▶ [About this task]: So that the copy stays text only, transcribe the data below exactly and exclude the images.

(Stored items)
+++
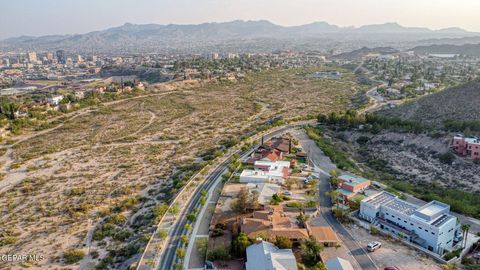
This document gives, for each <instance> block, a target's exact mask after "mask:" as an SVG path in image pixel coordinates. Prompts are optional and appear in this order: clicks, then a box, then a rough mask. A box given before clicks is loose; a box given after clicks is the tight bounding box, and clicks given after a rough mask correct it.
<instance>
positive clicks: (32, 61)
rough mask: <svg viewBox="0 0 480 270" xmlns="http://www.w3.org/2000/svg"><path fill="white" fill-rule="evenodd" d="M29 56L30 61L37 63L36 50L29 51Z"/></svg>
mask: <svg viewBox="0 0 480 270" xmlns="http://www.w3.org/2000/svg"><path fill="white" fill-rule="evenodd" d="M27 58H28V62H29V63H32V64H36V63H37V61H38V60H37V53H36V52H29V53H28V54H27Z"/></svg>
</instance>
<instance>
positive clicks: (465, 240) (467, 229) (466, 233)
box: [461, 224, 470, 248]
mask: <svg viewBox="0 0 480 270" xmlns="http://www.w3.org/2000/svg"><path fill="white" fill-rule="evenodd" d="M461 228H462V233H463V247H464V248H465V247H466V246H467V238H468V231H469V230H470V224H462V227H461Z"/></svg>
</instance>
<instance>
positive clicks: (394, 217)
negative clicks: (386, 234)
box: [359, 191, 461, 255]
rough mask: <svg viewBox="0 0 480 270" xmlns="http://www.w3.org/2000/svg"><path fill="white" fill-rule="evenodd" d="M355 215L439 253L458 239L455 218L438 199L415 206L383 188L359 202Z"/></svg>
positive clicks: (446, 204)
mask: <svg viewBox="0 0 480 270" xmlns="http://www.w3.org/2000/svg"><path fill="white" fill-rule="evenodd" d="M359 217H360V218H362V219H365V220H367V221H369V222H371V223H372V224H374V225H375V226H377V227H379V228H380V229H382V230H383V231H385V232H388V233H390V234H394V235H396V236H399V237H402V238H404V239H405V240H407V241H410V242H413V243H415V244H417V245H420V246H422V247H423V248H425V249H427V250H430V251H432V252H435V253H437V254H440V255H442V254H443V253H445V252H447V251H451V250H453V247H454V246H455V245H456V243H458V242H459V241H461V231H460V224H458V222H457V218H456V217H455V216H452V215H451V214H450V206H449V205H447V204H444V203H441V202H438V201H431V202H429V203H427V204H425V205H423V206H417V205H413V204H410V203H408V202H406V201H403V200H401V199H399V198H397V196H395V195H393V194H391V193H388V192H386V191H383V192H380V193H378V194H375V195H373V196H370V197H368V198H365V199H363V200H362V201H361V203H360V212H359Z"/></svg>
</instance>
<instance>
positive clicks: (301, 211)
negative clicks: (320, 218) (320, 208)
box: [297, 211, 308, 228]
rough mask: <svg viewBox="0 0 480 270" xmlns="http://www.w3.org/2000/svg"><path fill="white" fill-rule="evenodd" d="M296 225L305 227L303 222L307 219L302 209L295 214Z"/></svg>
mask: <svg viewBox="0 0 480 270" xmlns="http://www.w3.org/2000/svg"><path fill="white" fill-rule="evenodd" d="M297 221H298V226H300V227H303V228H305V224H306V223H307V221H308V216H306V215H305V214H304V213H303V211H301V212H300V214H299V215H298V216H297Z"/></svg>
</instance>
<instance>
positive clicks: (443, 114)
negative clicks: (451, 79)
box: [378, 80, 480, 127]
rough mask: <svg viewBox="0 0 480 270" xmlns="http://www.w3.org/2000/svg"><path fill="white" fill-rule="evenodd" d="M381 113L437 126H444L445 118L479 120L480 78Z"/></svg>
+++
▶ [Task result]:
This document gives, for each <instance> block, a target's exact mask after "mask:" as an SVG path in image pixel coordinates. Prompts are optional and appear in this order: clicks, then a box, then a rough mask. A box given before clicks is loose; a box given after clicks is the tight bounding box, and clicks given after a rough mask correct it.
<instance>
positive clicks: (32, 61)
rough mask: <svg viewBox="0 0 480 270" xmlns="http://www.w3.org/2000/svg"><path fill="white" fill-rule="evenodd" d="M29 56L30 61L37 63L36 50L29 51Z"/></svg>
mask: <svg viewBox="0 0 480 270" xmlns="http://www.w3.org/2000/svg"><path fill="white" fill-rule="evenodd" d="M27 58H28V62H29V63H32V64H36V63H37V61H38V60H37V53H36V52H29V53H28V54H27Z"/></svg>
</instance>
<instance>
positive clicks: (465, 240) (467, 229) (466, 233)
box: [461, 224, 470, 248]
mask: <svg viewBox="0 0 480 270" xmlns="http://www.w3.org/2000/svg"><path fill="white" fill-rule="evenodd" d="M461 228H462V233H463V247H464V248H465V247H466V246H467V238H468V231H469V230H470V224H462V227H461Z"/></svg>
</instance>
<instance>
positive clicks: (394, 217)
negative clicks: (386, 234)
box: [359, 191, 461, 255]
rough mask: <svg viewBox="0 0 480 270" xmlns="http://www.w3.org/2000/svg"><path fill="white" fill-rule="evenodd" d="M355 215L439 253L458 239L455 218L438 199L415 206L383 188L359 202Z"/></svg>
positive clicks: (446, 204)
mask: <svg viewBox="0 0 480 270" xmlns="http://www.w3.org/2000/svg"><path fill="white" fill-rule="evenodd" d="M359 217H360V218H362V219H365V220H367V221H369V222H371V223H372V224H374V225H375V226H377V227H379V228H380V229H382V230H383V231H385V232H388V233H390V234H394V235H396V236H399V237H402V238H404V239H405V240H407V241H410V242H413V243H415V244H417V245H420V246H422V247H423V248H425V249H427V250H430V251H432V252H435V253H437V254H440V255H442V254H443V253H445V252H447V251H451V250H453V247H454V246H455V245H456V243H458V242H459V241H461V231H460V224H458V222H457V218H456V217H455V216H452V215H451V214H450V206H449V205H447V204H444V203H441V202H438V201H431V202H429V203H427V204H425V205H423V206H417V205H413V204H410V203H408V202H406V201H403V200H401V199H399V198H397V196H395V195H393V194H391V193H388V192H386V191H383V192H380V193H378V194H375V195H373V196H370V197H368V198H365V199H363V200H362V201H361V203H360V212H359Z"/></svg>
</instance>
<instance>
positive clicks: (301, 211)
negative clicks: (320, 218) (320, 208)
box: [297, 211, 308, 228]
rough mask: <svg viewBox="0 0 480 270" xmlns="http://www.w3.org/2000/svg"><path fill="white" fill-rule="evenodd" d="M296 225L305 227L303 222L307 219L302 209L295 214Z"/></svg>
mask: <svg viewBox="0 0 480 270" xmlns="http://www.w3.org/2000/svg"><path fill="white" fill-rule="evenodd" d="M297 221H298V226H300V227H303V228H305V224H306V223H307V221H308V216H306V215H305V214H304V213H303V211H301V212H300V214H299V215H298V216H297Z"/></svg>
</instance>
<instance>
positive clicks: (443, 114)
negative clicks: (451, 79)
box: [378, 80, 480, 127]
rough mask: <svg viewBox="0 0 480 270" xmlns="http://www.w3.org/2000/svg"><path fill="white" fill-rule="evenodd" d="M381 113L437 126H444L445 118L479 120L480 78Z"/></svg>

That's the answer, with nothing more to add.